_GIVEN REQUEST A_
In the article on building with mud in Wales, where were the two reciprocal-frame cob roundhouses built?
_GIVEN REQUEST B_
Decide whether each statement agrees with the article on building with mud in Wales. Answer yes or no, and quote the words from the article that settle it.
(i) The video belongs to the Living in the Future web series from Permaculture Media.
(ii) The cob builders had more volunteers than they needed.
(iii) The builders did not manage to complete the roundhouses.

_EXCERPTED PASSAGE_
-- Start --
Building with Mud in Rainy Wales is Hard, But Possible (Video)

The crunchier end of hippy eco-living might not be to everyone’s tastes, but from low impact living in a communal woodland to Appalachian gothic architecture using recycled pallet-wood, those willing to live a simpler life can greatly reduce their carbon footprint, and free up their time to do what really matters to them. Here’s another video along similar lines — exploring the building of two reciprocal-frame cob roundhouses in Pembrokeshire. Only this time, rain seems to get in the way.

This is another in the Living in the Future web series from Permaculture Media, and I am not sure it is the best advertisement for low impact living for the uninitiated. Dealing with torrential rain, and a lack of volunteers, seems to have these cob builders in a bit of a bind.

Nevertheless, one of the biggest concerns I hear about cob building is that the houses will simply wash away in rainy climates. As someone who lived just over the Bristol Channel, I am not sure it gets much rainier than South Wales. And despite all the odds, these folks managed to build two beautiful roundhouses. They just got a little wet and miserable in the process.
-- End --
Location identification items:
-- Start --
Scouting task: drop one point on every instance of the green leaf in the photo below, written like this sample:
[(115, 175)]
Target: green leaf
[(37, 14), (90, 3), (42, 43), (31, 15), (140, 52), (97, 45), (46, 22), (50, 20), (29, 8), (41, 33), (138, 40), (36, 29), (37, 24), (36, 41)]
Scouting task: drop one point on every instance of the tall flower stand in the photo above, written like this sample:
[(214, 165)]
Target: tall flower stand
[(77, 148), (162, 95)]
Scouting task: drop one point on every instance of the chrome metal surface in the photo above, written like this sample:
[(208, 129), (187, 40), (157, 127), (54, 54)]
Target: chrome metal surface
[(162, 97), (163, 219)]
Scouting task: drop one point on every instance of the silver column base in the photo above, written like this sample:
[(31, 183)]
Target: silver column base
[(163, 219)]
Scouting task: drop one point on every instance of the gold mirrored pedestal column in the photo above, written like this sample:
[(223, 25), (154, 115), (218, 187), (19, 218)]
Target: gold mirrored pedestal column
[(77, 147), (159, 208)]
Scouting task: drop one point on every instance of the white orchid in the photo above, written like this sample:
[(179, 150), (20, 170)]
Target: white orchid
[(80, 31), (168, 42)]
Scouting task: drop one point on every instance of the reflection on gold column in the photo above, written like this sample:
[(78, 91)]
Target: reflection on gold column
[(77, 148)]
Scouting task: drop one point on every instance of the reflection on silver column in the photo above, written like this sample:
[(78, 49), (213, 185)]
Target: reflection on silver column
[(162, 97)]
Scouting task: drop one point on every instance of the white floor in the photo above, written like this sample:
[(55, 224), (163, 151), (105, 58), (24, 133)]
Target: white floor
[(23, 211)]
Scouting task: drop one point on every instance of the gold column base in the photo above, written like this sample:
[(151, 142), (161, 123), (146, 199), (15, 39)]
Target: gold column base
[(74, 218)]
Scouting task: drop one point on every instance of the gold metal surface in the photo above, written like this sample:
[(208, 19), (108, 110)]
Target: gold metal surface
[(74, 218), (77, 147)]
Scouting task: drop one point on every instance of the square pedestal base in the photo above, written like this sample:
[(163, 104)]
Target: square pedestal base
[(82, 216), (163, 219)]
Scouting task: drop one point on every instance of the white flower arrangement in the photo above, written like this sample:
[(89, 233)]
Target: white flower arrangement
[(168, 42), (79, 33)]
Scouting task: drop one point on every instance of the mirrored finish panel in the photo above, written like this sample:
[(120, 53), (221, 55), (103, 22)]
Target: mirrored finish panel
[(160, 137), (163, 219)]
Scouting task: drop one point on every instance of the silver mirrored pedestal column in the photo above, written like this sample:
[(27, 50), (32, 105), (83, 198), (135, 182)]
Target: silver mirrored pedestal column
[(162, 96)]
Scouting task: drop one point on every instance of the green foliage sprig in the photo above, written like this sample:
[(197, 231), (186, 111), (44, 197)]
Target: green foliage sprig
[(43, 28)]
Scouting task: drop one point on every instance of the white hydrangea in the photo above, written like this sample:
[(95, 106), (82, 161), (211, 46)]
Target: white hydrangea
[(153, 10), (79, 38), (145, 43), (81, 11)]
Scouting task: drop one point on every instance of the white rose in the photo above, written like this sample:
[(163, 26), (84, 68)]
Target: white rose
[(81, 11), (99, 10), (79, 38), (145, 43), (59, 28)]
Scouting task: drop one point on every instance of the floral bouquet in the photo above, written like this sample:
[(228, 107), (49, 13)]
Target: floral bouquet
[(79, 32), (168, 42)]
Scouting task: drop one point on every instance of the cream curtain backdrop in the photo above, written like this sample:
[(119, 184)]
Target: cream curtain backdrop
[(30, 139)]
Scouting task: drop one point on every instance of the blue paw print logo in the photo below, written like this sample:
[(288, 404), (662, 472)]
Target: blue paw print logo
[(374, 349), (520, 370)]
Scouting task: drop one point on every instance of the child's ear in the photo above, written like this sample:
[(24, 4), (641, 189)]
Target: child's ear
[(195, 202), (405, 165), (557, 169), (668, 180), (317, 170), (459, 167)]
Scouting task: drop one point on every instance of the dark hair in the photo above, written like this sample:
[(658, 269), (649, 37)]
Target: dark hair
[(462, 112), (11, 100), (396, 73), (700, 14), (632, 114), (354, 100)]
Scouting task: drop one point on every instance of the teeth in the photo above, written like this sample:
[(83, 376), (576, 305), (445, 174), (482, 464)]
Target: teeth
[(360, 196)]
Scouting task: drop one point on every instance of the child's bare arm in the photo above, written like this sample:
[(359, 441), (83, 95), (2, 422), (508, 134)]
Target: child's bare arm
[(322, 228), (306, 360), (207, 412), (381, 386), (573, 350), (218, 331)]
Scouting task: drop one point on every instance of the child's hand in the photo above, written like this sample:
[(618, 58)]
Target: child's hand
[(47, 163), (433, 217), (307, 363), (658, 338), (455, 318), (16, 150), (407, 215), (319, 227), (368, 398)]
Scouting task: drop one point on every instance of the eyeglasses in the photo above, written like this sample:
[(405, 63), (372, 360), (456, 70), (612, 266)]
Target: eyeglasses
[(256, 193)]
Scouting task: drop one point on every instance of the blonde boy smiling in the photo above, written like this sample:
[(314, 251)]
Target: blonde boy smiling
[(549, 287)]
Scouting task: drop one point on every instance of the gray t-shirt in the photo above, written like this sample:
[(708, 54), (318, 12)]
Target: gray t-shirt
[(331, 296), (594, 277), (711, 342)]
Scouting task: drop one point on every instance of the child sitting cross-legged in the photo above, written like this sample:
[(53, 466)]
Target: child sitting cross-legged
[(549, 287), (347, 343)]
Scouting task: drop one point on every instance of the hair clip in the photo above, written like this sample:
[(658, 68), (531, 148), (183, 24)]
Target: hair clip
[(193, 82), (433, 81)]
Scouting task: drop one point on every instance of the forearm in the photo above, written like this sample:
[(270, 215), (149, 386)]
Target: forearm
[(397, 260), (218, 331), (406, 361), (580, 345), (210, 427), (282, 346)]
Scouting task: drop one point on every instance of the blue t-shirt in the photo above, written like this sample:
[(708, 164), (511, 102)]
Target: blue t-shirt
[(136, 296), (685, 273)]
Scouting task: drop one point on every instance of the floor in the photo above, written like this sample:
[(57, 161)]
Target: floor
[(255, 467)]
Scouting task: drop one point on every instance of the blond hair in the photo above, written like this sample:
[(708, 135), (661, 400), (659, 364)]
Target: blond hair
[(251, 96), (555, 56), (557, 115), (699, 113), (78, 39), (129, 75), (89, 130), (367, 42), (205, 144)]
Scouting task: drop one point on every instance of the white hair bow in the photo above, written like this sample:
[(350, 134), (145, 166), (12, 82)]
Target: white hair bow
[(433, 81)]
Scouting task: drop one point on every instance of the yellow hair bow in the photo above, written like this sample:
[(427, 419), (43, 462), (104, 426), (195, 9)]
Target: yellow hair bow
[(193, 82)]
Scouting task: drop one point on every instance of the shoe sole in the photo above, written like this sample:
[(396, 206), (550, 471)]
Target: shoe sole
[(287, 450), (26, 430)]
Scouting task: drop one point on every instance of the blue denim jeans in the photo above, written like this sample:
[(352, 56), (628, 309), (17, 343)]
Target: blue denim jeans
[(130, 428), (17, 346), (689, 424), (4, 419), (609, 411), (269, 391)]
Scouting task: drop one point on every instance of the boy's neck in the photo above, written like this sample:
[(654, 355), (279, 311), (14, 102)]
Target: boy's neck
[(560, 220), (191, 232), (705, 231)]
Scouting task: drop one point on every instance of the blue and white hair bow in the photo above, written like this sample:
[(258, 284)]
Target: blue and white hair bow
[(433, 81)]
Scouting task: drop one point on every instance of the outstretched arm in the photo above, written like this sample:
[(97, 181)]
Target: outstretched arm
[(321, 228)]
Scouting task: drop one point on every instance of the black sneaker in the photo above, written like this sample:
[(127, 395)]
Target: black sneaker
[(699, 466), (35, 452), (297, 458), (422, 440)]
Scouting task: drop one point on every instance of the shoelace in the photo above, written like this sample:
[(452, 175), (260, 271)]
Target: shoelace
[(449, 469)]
-- End --
_PROBLEM SOLUTION A_
Pembrokeshire

_PROBLEM SOLUTION B_
(i) Yes: "This is another in the Living in the Future web series from Permaculture Media"
(ii) No: "Dealing with torrential rain, and a lack of volunteers"
(iii) No: "these folks managed to build two beautiful roundhouses"